▶ Problem details: Print exactly the lines below between the line holding "Q: For each instance of the lower" and the line holding "Q: For each instance of the jacket", inclusive, and nothing more.

▶ Records for processing:
= Beginning of Section =

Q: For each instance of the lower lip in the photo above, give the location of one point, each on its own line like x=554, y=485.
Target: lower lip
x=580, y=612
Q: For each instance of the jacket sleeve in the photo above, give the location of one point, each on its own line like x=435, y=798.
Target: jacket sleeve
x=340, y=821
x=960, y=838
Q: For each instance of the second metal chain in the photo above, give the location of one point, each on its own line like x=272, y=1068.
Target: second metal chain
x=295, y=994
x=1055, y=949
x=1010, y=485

= End of Section =
= Beginning of Section =

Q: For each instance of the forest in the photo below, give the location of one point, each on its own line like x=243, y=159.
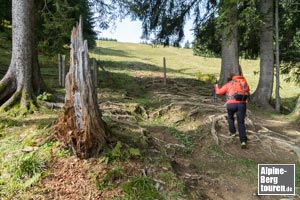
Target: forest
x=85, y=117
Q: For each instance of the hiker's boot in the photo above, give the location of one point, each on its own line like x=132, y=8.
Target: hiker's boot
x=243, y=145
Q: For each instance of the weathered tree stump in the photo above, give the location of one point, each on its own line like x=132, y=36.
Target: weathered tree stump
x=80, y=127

= End of Section =
= Beginning of Section =

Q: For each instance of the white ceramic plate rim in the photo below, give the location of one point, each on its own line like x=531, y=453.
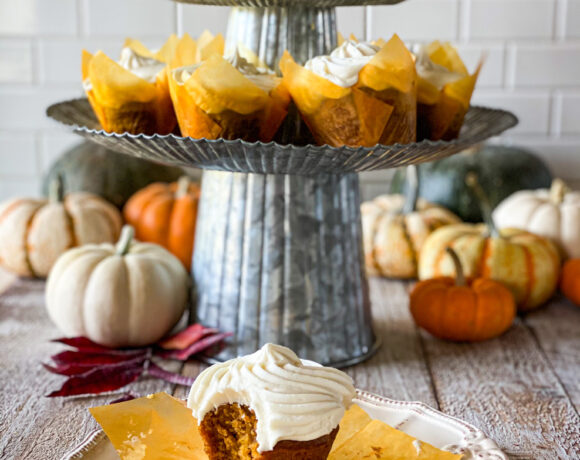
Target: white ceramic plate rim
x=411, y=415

= End of Section =

▶ Your response:
Q: For each instance of the lower lip in the photo above, give the location of one point, each on its own line like x=554, y=485.
Target: lower lip
x=580, y=612
Q: For each instance of the jacket sleeve in the photo above, give the location of one point, each on its own line like x=435, y=798.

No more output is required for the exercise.